- Task to complete -
Begin at the line below that contains "Place one keypoint on each instance of the vehicle". Repeat it and all remaining lines of the records exactly.

Records contained in a dataset
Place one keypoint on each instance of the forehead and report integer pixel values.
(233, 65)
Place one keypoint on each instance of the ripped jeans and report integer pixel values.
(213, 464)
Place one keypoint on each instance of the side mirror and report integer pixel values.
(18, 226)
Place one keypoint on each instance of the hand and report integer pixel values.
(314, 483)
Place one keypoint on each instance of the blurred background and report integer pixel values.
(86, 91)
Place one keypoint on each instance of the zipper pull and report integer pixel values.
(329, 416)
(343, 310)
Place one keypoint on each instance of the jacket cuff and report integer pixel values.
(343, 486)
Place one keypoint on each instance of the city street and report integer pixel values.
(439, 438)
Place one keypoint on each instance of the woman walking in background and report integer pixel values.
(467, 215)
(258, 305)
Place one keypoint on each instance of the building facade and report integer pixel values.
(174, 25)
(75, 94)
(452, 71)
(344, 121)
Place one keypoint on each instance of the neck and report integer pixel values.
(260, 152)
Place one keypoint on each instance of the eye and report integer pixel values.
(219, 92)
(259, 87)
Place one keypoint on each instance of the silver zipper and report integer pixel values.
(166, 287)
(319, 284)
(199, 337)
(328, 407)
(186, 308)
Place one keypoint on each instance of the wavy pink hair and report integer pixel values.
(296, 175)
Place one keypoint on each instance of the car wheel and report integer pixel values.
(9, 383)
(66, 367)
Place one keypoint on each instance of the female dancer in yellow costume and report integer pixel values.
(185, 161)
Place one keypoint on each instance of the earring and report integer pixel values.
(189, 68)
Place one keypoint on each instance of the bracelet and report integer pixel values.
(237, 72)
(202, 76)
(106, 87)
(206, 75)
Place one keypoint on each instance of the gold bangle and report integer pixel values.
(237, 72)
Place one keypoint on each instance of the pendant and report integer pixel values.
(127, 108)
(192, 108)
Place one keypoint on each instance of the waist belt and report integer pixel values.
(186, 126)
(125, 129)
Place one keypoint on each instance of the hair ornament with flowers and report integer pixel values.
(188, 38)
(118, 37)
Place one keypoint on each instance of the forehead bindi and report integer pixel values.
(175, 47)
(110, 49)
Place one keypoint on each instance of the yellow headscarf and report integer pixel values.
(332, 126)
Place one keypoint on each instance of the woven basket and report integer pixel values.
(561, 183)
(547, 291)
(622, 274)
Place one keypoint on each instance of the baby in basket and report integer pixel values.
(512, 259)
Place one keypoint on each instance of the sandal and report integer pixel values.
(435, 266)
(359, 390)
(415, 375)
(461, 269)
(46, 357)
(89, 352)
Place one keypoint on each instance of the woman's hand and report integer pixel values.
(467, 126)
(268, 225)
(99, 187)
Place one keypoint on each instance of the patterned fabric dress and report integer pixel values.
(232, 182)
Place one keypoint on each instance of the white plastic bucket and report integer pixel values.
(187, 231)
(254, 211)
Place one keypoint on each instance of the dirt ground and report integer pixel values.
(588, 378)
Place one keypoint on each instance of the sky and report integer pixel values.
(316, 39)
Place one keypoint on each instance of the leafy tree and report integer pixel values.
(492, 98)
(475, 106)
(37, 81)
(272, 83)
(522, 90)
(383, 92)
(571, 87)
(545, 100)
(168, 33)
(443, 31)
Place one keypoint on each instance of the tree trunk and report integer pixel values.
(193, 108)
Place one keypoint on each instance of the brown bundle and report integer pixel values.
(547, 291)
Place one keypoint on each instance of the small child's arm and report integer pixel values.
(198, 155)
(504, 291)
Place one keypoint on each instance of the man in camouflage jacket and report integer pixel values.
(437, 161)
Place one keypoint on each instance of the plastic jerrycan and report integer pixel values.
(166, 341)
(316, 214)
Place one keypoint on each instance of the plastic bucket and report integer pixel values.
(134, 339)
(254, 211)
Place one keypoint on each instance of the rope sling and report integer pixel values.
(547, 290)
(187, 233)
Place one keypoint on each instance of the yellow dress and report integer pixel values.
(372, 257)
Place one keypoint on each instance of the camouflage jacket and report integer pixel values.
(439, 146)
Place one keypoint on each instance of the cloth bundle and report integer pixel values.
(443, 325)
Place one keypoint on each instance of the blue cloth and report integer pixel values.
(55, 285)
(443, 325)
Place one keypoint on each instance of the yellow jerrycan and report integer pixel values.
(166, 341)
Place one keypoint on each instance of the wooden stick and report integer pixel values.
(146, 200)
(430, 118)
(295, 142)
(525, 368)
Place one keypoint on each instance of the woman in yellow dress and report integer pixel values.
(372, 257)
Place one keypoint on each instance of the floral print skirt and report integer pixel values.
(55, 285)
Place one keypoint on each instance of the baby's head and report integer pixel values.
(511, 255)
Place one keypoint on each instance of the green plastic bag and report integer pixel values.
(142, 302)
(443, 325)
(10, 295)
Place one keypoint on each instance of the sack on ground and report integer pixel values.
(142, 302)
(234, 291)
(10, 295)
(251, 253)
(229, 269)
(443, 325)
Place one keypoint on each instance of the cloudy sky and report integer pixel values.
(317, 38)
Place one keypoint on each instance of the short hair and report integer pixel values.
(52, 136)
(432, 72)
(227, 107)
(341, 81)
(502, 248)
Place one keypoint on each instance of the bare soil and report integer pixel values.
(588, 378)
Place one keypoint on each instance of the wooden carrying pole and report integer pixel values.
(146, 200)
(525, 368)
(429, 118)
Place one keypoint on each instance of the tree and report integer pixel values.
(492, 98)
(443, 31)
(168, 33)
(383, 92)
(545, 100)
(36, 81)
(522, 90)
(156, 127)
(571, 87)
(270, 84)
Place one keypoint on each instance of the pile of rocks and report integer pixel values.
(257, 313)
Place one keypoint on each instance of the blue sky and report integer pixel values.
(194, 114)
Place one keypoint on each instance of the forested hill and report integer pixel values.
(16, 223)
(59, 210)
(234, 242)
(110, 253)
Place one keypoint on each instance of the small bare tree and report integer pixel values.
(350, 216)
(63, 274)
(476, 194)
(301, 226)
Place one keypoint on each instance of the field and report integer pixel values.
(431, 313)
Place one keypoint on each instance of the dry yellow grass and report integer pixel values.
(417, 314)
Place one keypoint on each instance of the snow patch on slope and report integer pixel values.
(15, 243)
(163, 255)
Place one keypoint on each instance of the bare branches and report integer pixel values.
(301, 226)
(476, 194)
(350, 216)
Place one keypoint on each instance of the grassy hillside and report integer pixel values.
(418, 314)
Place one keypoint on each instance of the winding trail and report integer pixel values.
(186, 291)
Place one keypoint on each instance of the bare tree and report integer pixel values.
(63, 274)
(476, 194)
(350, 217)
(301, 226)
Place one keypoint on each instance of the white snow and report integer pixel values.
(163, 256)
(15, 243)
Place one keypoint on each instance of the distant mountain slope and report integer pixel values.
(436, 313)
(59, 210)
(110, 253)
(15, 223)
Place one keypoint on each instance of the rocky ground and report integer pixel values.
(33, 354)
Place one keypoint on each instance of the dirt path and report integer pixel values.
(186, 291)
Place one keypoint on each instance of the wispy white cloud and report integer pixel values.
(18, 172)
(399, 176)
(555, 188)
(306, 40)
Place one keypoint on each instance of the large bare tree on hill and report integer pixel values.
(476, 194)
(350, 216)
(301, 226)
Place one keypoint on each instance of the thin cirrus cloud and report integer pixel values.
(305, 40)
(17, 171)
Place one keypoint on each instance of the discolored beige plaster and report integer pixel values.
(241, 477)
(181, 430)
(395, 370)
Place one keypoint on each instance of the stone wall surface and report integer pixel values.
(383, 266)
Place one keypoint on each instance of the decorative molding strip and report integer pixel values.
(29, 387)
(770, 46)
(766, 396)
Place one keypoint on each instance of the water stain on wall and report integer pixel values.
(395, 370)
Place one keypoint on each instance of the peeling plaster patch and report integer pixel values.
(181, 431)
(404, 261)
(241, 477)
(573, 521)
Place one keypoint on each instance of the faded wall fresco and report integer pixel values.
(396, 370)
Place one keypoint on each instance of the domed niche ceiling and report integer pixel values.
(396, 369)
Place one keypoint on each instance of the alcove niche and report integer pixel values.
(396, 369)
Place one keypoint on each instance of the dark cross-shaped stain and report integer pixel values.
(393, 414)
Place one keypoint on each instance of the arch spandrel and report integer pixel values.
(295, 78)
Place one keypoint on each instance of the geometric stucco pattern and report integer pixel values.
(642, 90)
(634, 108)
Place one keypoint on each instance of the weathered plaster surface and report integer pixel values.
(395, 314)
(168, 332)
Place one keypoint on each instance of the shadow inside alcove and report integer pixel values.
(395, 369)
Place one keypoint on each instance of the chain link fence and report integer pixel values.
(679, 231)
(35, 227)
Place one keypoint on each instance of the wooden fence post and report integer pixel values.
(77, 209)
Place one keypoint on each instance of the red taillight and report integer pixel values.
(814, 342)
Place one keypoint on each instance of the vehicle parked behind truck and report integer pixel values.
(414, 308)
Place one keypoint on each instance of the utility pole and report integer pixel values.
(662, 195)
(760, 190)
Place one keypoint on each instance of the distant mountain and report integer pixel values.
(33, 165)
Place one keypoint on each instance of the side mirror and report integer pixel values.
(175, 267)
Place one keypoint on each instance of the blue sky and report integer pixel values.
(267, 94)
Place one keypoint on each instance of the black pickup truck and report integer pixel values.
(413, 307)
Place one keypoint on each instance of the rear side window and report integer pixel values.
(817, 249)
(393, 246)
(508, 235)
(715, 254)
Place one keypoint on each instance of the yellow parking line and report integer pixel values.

- Written response -
Place one keypoint on each instance of the vehicle parked behind truck and report integer pixel values.
(414, 308)
Place one keypoint on each instance of the utility pole and report integer pixel values.
(662, 195)
(760, 190)
Place one keypoint on each instance of the distant mountain and report integer pixel values.
(33, 165)
Place one keypoint on each instance of the side mirror and report integer pixel values.
(175, 267)
Place one keypoint on each instance of the blue sky and report integer pixel values.
(267, 94)
Place one keypoint on each instance of the black pickup truck and report integer pixel values.
(413, 307)
Place one keypoint on each instance of the rear side window and report integer pixel values.
(817, 249)
(393, 246)
(508, 235)
(715, 254)
Place one keypoint on each instance of the yellow parking line and report integer pixel values.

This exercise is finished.